**Fragmento**:
++++++++
Jules Cotard (1840-1889) fue un destacado neurólogo francés del siglo XIX. En 1880, tuvo una paciente de 43 años, que afirmaba no tener órganos internos, “ni cerebro, ni nervios, ni pecho, ni entrañas, tan solo piel y huesos”. Después de cuidadosos exámenes, Cotard concluyó que el trastorno es variante de estado depresivo exagerado, mezclado con una melancolía ansiosa. Muchos de sus colegas se refirieron a esta patología como el “delirio de Cotard”. Nadie sabe cómo se inicia, pero la enfermedad tiene dos derivas diferentes: La primera, afecta la imagen corporal, ya que el paciente siente que su cuerpo está muerto. Y la segunda, espiritual, porque el paciente cree que ha perdido su alma.
He regresado a Venezuela, luego de un tiempo en el extranjero. Camino por la calle de una populosa ciudad. La lectura de Cotard me llevó hacer mentalmente una descripción de los rostros, las miradas y el comportamiento de las personas con quienes me cruzo en mi transitar. Como un rompecabezas se arma en mi pensamiento los elementos descritos en la extraña enfermedad del galeno francés. El modelo coincide con la terrible realidad. Gente caminando como zombis. Rostros desencajados, como si hubiesen perdido el alma en la búsqueda de una medicina o de algo para comer o de cualquier otro producto básico y elemental para la vida.
++++++++
**Información extraída**:
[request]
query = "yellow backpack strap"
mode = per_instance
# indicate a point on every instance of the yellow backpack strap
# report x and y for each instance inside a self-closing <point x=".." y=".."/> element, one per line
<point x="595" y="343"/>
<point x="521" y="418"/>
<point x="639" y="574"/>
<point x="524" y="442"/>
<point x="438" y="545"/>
++++++++
**Instrucciones**: Escribe, por favor, la continuación del texto sobre el delirio de Cotard a partir de su última oración.

**Respuesta final**:
Aunque muy extraña, el llamado “delirio de Cotard” es también aplicable como una de la sociedad. No es exclusivo de desdichados pacientes ni de guiones para películas de bajo presupuesto. El “delirio de Cotard” aplica a países de muertos vivientes. Describe el drama de una sociedad brutalmente impactada bajo los efectos del abrupto colapso de su cotidianidad.
El impedimento para ser productivos. El imposible de un comportamiento social honesto. El sometimiento forzoso al racionamiento y control político. La vida constantemente amenazada por la delincuencia, la represión y la hostilidad general. Estos elementos, entre otros, corroen severamente la autoestima de una parte de la población, sumergiéndola en una burbuja de resignación cotidiana. Casi todo se reduce a la sobrevivencia. En resolver las necesidades básicas, que tiempo atrás pasaban desapercibidas por cotidianas.
He recibido como un golpe el choque de la desesperanza, de la resignación y de más paralizante indiferencia. Observo conductas evasivas, de extremo irresponsable, como abandonar a un familiar en desgracia, desterrar una mascota, seguir de largo indolentes ante un acto de dolor y tragedia humana. Todo forma parte del mismo cuadro.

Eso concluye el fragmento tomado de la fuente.